Excerpts from labeled region data:
┌────────

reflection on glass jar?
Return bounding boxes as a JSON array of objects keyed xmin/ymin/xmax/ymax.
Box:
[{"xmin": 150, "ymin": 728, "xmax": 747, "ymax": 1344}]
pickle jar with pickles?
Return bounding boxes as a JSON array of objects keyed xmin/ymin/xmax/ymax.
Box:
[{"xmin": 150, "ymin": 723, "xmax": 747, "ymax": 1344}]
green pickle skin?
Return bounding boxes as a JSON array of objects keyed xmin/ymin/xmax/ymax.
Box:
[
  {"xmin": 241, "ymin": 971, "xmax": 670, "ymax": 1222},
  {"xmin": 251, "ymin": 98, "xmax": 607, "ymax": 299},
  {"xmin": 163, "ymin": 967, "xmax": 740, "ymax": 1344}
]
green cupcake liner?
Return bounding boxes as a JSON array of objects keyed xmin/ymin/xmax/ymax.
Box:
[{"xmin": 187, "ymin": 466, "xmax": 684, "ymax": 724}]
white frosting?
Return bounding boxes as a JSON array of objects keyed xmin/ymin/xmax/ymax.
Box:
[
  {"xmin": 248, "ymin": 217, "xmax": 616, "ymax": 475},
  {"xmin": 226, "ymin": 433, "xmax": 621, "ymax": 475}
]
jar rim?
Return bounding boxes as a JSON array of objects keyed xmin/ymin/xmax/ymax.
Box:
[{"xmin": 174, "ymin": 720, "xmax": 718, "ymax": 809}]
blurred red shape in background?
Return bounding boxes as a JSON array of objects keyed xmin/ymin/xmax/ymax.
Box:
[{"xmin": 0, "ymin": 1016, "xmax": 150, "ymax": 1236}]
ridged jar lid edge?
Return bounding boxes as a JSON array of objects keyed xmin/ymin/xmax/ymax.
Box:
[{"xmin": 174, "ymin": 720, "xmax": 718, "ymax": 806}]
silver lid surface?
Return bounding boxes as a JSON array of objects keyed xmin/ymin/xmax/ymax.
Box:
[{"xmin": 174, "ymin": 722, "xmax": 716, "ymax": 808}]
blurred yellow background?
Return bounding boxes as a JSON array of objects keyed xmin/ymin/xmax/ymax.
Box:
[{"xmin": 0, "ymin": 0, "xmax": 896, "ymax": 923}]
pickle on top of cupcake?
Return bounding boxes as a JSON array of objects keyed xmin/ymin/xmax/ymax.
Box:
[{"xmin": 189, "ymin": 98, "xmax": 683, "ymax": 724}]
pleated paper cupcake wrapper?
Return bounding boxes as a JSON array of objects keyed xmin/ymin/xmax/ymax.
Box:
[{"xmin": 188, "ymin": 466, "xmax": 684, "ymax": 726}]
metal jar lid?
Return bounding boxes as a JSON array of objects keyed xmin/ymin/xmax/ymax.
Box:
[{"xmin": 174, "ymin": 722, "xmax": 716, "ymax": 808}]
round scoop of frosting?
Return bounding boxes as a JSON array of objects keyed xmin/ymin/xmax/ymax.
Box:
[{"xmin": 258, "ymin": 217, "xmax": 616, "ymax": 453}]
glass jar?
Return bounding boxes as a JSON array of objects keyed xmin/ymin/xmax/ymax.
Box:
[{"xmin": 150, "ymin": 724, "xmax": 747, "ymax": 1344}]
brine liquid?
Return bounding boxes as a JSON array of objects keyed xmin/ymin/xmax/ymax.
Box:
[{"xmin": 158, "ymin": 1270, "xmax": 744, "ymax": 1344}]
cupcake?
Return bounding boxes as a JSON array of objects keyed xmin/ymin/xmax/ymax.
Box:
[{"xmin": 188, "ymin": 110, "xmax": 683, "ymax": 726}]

└────────

• The problem: Can you write out all of the entries above again, line for line and with no changes at all?

• Answer to the problem:
reflection on glass jar?
Return bounding boxes as a JSON array of objects keyed xmin/ymin/xmax/ymax.
Box:
[{"xmin": 150, "ymin": 728, "xmax": 747, "ymax": 1344}]
pickle jar with pickles?
Return bounding boxes as a JSON array of objects keyed xmin/ymin/xmax/ymax.
Box:
[{"xmin": 150, "ymin": 723, "xmax": 747, "ymax": 1344}]
green pickle skin?
Return bounding boxes as a JSON array of objects keyed xmin/ymin/xmax/ymax.
Box:
[
  {"xmin": 241, "ymin": 971, "xmax": 670, "ymax": 1222},
  {"xmin": 251, "ymin": 98, "xmax": 607, "ymax": 299},
  {"xmin": 163, "ymin": 967, "xmax": 740, "ymax": 1344}
]
green cupcake liner?
Return bounding boxes as a JSON array of objects keyed xmin/ymin/xmax/ymax.
Box:
[{"xmin": 187, "ymin": 466, "xmax": 684, "ymax": 724}]
white frosting?
Return bounding boxes as a JSON array of objects keyed xmin/ymin/xmax/ymax.
Box:
[
  {"xmin": 248, "ymin": 217, "xmax": 616, "ymax": 475},
  {"xmin": 226, "ymin": 433, "xmax": 621, "ymax": 475}
]
jar rim?
Return bounding boxes as a JSON array of objects keyed xmin/ymin/xmax/ymax.
Box:
[{"xmin": 174, "ymin": 720, "xmax": 718, "ymax": 809}]
blurred red shape in background?
Return bounding boxes as a JSON array of objects keyed xmin/ymin/xmax/ymax.
Box:
[{"xmin": 0, "ymin": 1016, "xmax": 150, "ymax": 1236}]
ridged jar lid edge?
Return bounding boxes as a JSON array of objects keyed xmin/ymin/xmax/ymax.
Box:
[{"xmin": 174, "ymin": 720, "xmax": 718, "ymax": 806}]
silver lid surface?
Return bounding boxes as a JSON array of objects keyed xmin/ymin/xmax/ymax.
Box:
[{"xmin": 174, "ymin": 722, "xmax": 716, "ymax": 808}]
blurred yellow background?
Return bounding boxes as a JSON array of objects keyed xmin/ymin/xmax/ymax.
Box:
[{"xmin": 0, "ymin": 0, "xmax": 896, "ymax": 923}]
pickle on top of cupcake?
Return bounding boxes as a JSON array of objects keyed xmin/ymin/xmax/ymax.
Box:
[{"xmin": 189, "ymin": 98, "xmax": 683, "ymax": 724}]
pleated paper cupcake wrapper?
Return bounding boxes as a JSON array of objects keyed xmin/ymin/xmax/ymax.
Box:
[{"xmin": 188, "ymin": 466, "xmax": 684, "ymax": 726}]
metal jar lid?
Return bounding boxes as a JSON array of objects keyed xmin/ymin/xmax/ymax.
Box:
[{"xmin": 174, "ymin": 722, "xmax": 716, "ymax": 808}]
round scoop of frosting?
Return bounding boxes as a JSON array of objects keyed xmin/ymin/xmax/ymax.
Box:
[{"xmin": 258, "ymin": 217, "xmax": 616, "ymax": 453}]
glass jar?
Return bounding boxes as a JSON array of objects keyed xmin/ymin/xmax/ymax.
Box:
[{"xmin": 150, "ymin": 724, "xmax": 747, "ymax": 1344}]
brine liquid?
Return bounding boxes as a JSON array of objects keyed xmin/ymin/xmax/ymax.
Box:
[{"xmin": 158, "ymin": 1270, "xmax": 744, "ymax": 1344}]
cupcake?
Return bounding boxes as a JSON array of objects keyed xmin/ymin/xmax/ymax.
Box:
[{"xmin": 188, "ymin": 110, "xmax": 683, "ymax": 726}]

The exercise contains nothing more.